- Directive -
Starting from the line that contains "locate the bird in the photo above.", reproduce each line exactly through the end of the material, and include no other lines.

>> start Entries supplied

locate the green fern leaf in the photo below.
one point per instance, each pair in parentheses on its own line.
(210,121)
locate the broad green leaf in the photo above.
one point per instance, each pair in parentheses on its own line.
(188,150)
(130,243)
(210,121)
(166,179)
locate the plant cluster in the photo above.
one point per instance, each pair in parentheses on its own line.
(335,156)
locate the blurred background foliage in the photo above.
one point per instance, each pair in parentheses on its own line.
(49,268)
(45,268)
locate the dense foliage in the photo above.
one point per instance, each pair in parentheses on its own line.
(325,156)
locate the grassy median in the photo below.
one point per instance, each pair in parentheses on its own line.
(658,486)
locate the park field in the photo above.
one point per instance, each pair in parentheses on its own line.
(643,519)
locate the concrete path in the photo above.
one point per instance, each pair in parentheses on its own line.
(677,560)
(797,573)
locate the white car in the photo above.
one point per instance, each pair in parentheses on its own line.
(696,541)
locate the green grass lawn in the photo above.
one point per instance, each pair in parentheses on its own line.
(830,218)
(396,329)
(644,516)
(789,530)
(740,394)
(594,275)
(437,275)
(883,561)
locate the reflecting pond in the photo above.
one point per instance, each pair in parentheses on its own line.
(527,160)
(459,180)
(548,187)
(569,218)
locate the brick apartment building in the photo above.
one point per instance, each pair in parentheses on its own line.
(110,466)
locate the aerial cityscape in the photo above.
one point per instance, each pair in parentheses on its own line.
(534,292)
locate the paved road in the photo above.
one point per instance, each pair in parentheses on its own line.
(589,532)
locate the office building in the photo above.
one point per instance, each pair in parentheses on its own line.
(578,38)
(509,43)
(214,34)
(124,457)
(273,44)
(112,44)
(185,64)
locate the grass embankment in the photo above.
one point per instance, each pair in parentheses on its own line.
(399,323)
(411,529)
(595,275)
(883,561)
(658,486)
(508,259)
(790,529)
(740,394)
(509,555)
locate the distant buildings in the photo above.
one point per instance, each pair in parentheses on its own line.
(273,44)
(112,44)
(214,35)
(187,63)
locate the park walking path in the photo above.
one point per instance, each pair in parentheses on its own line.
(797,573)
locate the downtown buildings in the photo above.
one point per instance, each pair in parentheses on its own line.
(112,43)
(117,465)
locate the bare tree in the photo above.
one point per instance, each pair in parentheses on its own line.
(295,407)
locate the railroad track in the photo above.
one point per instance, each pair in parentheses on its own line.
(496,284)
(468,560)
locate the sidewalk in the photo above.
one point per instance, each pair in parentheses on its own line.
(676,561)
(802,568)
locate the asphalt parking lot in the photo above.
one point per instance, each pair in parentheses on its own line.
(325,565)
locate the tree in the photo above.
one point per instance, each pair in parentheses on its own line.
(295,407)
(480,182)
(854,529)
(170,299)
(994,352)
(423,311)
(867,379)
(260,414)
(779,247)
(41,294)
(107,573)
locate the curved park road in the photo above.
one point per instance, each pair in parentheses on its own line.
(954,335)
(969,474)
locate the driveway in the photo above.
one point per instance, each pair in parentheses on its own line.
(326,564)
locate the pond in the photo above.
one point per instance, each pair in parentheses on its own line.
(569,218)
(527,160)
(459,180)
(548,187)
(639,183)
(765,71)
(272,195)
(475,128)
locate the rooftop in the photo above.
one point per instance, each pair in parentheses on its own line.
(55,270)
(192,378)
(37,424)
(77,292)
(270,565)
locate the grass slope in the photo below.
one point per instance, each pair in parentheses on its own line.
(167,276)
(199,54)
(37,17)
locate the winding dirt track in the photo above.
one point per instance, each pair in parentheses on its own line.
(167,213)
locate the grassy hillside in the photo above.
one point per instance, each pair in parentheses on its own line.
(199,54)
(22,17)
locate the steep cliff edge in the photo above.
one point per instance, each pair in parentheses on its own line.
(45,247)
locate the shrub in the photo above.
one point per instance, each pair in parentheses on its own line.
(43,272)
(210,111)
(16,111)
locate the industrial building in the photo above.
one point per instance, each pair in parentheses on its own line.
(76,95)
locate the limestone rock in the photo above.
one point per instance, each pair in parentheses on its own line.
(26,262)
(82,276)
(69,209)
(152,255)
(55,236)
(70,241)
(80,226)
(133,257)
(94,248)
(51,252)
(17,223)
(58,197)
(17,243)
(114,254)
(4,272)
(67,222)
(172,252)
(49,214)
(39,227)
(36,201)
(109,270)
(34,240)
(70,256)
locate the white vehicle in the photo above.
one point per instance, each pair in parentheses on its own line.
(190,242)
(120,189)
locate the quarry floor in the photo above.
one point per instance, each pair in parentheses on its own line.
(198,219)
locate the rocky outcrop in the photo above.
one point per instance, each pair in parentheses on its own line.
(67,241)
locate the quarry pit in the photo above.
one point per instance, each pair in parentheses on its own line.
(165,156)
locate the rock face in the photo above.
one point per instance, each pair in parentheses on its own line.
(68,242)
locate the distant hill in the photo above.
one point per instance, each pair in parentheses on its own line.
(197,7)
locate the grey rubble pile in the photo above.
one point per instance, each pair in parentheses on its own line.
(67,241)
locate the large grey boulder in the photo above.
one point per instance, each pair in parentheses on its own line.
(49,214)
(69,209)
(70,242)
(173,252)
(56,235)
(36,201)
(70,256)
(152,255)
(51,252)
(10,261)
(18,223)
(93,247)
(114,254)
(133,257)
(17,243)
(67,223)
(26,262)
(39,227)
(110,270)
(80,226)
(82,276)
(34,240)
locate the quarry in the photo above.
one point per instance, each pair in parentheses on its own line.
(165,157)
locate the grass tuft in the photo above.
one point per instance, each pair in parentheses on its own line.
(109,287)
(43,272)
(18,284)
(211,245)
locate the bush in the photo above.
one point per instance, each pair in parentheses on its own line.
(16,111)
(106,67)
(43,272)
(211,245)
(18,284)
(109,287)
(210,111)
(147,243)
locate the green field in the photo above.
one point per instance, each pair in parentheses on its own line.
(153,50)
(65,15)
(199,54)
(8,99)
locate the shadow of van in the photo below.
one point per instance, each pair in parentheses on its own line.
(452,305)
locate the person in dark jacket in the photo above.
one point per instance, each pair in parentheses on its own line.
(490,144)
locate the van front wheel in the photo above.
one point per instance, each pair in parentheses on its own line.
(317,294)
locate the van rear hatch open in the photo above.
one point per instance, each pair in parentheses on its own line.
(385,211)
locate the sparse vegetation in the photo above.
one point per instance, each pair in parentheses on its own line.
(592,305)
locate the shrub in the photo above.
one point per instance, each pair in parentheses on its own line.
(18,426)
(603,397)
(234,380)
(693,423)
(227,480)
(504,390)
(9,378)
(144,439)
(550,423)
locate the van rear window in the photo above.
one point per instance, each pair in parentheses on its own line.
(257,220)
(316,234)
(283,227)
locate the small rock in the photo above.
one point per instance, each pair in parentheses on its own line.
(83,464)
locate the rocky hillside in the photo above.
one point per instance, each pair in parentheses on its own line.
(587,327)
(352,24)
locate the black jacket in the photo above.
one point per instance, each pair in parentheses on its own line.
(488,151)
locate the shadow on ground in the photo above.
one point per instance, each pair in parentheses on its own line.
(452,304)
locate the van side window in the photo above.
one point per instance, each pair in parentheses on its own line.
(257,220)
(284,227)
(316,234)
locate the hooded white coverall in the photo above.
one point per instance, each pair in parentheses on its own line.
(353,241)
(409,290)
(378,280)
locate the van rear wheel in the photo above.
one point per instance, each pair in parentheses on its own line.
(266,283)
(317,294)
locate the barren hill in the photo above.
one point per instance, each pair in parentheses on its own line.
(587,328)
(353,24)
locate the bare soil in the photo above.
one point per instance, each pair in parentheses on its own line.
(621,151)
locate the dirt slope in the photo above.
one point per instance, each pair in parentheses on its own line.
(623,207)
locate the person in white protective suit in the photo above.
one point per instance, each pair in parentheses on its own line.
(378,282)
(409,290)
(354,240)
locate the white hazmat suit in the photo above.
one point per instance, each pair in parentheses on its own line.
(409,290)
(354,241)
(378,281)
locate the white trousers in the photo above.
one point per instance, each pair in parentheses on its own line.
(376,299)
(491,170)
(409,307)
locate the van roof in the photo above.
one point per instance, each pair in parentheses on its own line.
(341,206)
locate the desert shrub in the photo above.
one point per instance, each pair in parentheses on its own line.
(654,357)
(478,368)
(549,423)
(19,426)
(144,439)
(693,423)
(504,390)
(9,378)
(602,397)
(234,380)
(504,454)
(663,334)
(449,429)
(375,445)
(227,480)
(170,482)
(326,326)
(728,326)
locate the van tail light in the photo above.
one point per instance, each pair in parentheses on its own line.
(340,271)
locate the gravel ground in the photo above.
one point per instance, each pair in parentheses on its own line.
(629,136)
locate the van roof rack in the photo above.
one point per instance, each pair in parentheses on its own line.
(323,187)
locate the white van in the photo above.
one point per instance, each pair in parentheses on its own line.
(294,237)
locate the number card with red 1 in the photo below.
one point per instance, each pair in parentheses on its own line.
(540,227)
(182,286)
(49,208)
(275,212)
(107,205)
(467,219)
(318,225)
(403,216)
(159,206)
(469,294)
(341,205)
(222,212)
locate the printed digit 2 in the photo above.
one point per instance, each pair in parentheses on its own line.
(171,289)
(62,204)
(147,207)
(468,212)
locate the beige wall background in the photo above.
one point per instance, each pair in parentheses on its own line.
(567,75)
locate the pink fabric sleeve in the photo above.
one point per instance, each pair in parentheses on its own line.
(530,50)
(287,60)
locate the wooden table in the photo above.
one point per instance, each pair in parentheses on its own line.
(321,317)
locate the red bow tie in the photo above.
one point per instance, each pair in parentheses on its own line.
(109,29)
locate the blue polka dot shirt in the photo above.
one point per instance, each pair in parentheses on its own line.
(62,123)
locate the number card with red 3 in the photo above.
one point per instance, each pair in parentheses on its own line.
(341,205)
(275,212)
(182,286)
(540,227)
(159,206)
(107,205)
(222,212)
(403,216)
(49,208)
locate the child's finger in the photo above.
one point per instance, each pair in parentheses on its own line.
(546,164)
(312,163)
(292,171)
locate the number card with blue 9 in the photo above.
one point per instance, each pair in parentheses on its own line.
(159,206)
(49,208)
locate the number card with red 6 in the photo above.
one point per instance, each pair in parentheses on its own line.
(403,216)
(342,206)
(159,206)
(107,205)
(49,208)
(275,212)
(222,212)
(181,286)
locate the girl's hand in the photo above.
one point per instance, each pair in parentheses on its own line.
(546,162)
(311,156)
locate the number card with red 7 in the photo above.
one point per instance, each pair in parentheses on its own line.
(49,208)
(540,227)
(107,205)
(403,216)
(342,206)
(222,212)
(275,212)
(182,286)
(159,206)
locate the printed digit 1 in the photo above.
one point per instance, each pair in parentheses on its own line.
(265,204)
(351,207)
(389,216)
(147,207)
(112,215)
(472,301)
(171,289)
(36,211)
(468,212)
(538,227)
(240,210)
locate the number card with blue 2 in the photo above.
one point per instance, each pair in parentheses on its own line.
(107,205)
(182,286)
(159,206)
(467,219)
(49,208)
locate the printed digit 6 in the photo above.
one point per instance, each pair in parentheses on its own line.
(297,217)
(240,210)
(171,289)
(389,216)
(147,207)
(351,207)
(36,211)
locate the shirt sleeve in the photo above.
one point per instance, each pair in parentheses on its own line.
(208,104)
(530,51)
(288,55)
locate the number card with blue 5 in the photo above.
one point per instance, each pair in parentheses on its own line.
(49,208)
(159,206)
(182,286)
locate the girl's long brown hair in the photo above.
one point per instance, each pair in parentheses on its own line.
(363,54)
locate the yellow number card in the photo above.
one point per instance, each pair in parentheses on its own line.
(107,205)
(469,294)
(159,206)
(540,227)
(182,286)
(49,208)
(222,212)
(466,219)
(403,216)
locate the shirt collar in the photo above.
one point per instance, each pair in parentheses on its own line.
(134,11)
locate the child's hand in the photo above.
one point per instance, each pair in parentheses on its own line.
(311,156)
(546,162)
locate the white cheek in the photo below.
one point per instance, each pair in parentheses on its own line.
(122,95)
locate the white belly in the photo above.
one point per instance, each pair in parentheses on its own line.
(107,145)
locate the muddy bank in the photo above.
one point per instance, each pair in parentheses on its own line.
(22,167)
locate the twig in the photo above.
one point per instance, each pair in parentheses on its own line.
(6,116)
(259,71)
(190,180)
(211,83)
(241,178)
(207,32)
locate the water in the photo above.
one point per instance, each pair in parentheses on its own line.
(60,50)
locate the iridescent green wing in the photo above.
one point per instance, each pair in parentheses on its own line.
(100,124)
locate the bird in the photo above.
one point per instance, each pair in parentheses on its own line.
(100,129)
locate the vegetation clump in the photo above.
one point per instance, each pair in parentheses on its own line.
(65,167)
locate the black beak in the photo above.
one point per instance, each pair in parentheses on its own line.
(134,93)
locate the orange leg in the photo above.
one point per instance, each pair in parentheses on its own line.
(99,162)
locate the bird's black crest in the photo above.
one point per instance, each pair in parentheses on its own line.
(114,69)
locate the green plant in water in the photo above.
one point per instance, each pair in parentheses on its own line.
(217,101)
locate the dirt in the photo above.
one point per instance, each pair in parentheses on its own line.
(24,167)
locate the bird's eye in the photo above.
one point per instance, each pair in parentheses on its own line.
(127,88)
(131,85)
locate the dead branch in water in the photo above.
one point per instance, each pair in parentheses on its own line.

>> end Entries supplied

- Answer below -
locate the bird in the photo above.
one point per instance, each pair in parentheses on its own line.
(100,129)
locate the vegetation clump in the photo above.
one point per instance, each pair in parentheses on its own line.
(65,167)
locate the black beak in the photo above.
one point per instance, each pair in parentheses on its own line.
(134,93)
locate the orange leg in the photo above.
one point per instance, each pair in parentheses on its own line.
(99,162)
locate the bird's black crest in the photo above.
one point per instance, each pair in parentheses on its own line.
(114,69)
locate the green plant in water in the photo above.
one point per instance, each pair in parentheses on its own line.
(217,101)
locate the dirt in the photo above.
one point per instance, each pair in parentheses on its own line.
(24,167)
locate the bird's eye in the photo above.
one point per instance, each pair in parentheses on its own line.
(127,88)
(131,85)
locate the dead branch in water in the photo above.
one point per instance, each pair in parentheses on its own line.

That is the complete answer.